## Try it
Reproduce word for word the stretch of the sleep and heart health article from "Adil Karamali, MD, FACC, a" through "arrest, and stroke.".

## Source text

Content starts

Heading to bed early may make for an easier morning, but it turns out that it may also help protect your heart.

Adil Karamali, MD, FACC, a cardiologist with ProMedica Physicians, says lack of sleep does not directly cause heart complications such as cardiovascular disease (CVD). However, it does increase your risk factors.


Cardiovascular disease, also known as heart disease, is a class of diseases that involve the heart or blood vessels. The most common types include coronary artery disease, cardiac arrest, and stroke.

“Chronic short sleep produces hormones and chemicals in the body that increase the risk of heart disease, the most important one being C-reactive protein,” Dr. Karamali explains. “This is an inflammatory marker that is elevated in patients with coronary artery disease and elevated values are a risk factor for CVD.”

The MORGEN study, recently published in SLEEP, a joint publication of the Sleep Research Society and the American Academy of Sleep Medicine, followed 20,432 men and women aged 20-65 with no history of CVD over a 10 to 15 year period. Researchers studied sleep duration and sleep quality in relation to CVD. Investigators found that patients who slept less than seven hours (which was defined as sufficient sleep) had a 63 percent higher risk of CVD, especially if they awoke feeling unrested. To the contrary, those who slept more than nine hours had a 38 percent increased risk of CVD.

Content ends

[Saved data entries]

Content starts

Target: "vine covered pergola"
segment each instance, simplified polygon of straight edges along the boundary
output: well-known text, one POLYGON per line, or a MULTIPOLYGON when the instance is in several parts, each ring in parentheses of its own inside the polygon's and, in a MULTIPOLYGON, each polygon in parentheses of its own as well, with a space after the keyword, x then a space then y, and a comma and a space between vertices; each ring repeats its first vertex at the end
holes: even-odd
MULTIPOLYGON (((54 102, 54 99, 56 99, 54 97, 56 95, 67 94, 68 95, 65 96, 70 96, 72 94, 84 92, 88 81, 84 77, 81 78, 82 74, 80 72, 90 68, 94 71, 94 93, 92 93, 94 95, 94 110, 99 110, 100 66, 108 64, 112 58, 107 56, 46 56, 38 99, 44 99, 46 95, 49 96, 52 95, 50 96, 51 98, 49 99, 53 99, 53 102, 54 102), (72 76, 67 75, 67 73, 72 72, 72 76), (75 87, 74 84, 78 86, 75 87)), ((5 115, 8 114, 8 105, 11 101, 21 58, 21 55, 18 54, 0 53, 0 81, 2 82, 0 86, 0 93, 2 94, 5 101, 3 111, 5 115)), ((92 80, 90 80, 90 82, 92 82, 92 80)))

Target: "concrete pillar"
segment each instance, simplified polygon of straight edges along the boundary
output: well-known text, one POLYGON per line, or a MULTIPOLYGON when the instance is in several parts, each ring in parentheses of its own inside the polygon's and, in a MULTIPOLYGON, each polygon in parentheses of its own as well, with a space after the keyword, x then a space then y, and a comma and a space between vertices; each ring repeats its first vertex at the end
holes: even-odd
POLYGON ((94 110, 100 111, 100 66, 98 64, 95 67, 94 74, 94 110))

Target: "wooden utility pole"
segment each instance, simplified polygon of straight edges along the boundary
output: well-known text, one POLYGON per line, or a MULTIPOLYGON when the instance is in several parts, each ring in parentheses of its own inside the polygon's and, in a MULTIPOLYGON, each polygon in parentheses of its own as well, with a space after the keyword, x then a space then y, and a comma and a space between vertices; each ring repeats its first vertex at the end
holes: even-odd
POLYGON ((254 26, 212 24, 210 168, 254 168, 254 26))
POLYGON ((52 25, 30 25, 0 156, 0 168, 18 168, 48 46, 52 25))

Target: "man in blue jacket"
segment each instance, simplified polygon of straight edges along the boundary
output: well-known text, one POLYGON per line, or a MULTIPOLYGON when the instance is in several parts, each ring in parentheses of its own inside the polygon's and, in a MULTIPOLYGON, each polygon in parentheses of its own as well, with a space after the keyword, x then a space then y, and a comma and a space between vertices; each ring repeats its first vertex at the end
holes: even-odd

Content ends

## Answer to the problem
Adil Karamali, MD, FACC, a cardiologist with ProMedica Physicians, says lack of sleep does not directly cause heart complications such as cardiovascular disease (CVD). However, it does increase your risk factors.


Cardiovascular disease, also known as heart disease, is a class of diseases that involve the heart or blood vessels. The most common types include coronary artery disease, cardiac arrest, and stroke.